= Exercices =
a) Répondez brièvement à ces questions sur l'extrait :
(i) À quelle date Marie-Louise von Franz est-elle morte ?
(ii) En quel mois et quelle année l'album est-il paru ?
(iii) Dans quelle revue Rémi Schultz a-t-il évoqué en 2001 des signes le concernant ?
b) Relevez toutes les personnes que l'extrait désigne par leur prénom et leur nom.
c) Recopiez sans changement le passage de l'extrait qui va de « Evidemment, ce 50e » à « récente perspective jungienne. ».

== Extrait choisi

Je ne peux reprendre ici tout le cheminement foisonnant de Rémi Schultz, qui nous offre un vrai tourbillon de coincidences, et je vais tout de suite à ce qui fait directement écho, en dehors de la référence à JPLG, à mes propres circuits symboliques : « Je dois donc à Bruno Duval de m'avoir fait connaître en 2001 le premier Demi-tour, puis le second très récemment. Je l'ai vu en décembre à Paris où je lui ai fait part d'une info concernant sa date de naissance à laquelle il prête une signification essentielle, le 17 février : Marie-Louise von Franz, considérée comme la continuatrice de Jung, est morte le 17 février 1998.
Bruno m'a annoncé en retour la parution de Demi-tour 2.0, avec ses compléments où les auteurs parlaient de Jean-Pierre Le Goff, mais aussi de lui-même. C'est que l'album était paru en février 97, et qu'un ami genevois le lui avait offert pour son 50e anniversaire, sans savoir qu'il connaissait le Le Goff y apparaissant. »

Evidemment, ce 50e anniversaire ne peut manquer de m'interpeller, moi qui vient juste de le dépasser et qui en a donné un écho sur ce site. Il se trouve que ce nombre de 50 fait sens aussi pour Rémi Schultz : « J'hésite à annoncer à mon (demi-)tour que j'ai vu moi aussi des signes me concernant dans Demi-tour, ce dont j'ai parlé en 2001 dans la revue Pan de la Pansémiotique, mais ces "signes" se sont renforcés avec la nouvelle version et ma récente perspective jungienne.

====
== Données fournies

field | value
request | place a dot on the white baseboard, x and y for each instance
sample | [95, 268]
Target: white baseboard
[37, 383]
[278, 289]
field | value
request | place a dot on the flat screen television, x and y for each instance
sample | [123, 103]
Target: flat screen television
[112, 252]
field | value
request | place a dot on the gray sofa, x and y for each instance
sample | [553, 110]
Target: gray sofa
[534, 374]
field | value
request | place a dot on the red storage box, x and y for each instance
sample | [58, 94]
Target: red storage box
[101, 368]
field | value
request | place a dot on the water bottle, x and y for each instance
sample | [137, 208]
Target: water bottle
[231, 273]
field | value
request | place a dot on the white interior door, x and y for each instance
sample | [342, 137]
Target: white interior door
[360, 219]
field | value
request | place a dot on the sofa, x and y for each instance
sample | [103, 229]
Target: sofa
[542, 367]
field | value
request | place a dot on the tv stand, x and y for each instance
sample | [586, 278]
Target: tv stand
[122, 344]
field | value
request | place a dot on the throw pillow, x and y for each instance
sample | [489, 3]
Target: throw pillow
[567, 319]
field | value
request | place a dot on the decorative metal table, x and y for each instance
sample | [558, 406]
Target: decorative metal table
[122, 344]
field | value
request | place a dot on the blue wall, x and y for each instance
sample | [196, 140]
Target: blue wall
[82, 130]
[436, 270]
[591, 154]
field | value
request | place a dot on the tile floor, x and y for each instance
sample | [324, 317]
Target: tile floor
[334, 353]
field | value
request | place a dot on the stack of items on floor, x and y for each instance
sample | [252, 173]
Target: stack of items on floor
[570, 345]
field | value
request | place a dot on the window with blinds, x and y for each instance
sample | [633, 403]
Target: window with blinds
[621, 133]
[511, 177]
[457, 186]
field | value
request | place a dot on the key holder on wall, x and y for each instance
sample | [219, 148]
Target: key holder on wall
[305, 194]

====

= Réponses finales =
a)
(i) Le 17 février 1998.
(ii) En février 97.
(iii) Dans la revue Pan de la Pansémiotique.

b) Rémi Schultz, Bruno Duval, Marie-Louise von Franz, Jean-Pierre Le Goff

c)
Evidemment, ce 50e anniversaire ne peut manquer de m'interpeller, moi qui vient juste de le dépasser et qui en a donné un écho sur ce site. Il se trouve que ce nombre de 50 fait sens aussi pour Rémi Schultz : « J'hésite à annoncer à mon (demi-)tour que j'ai vu moi aussi des signes me concernant dans Demi-tour, ce dont j'ai parlé en 2001 dans la revue Pan de la Pansémiotique, mais ces "signes" se sont renforcés avec la nouvelle version et ma récente perspective jungienne.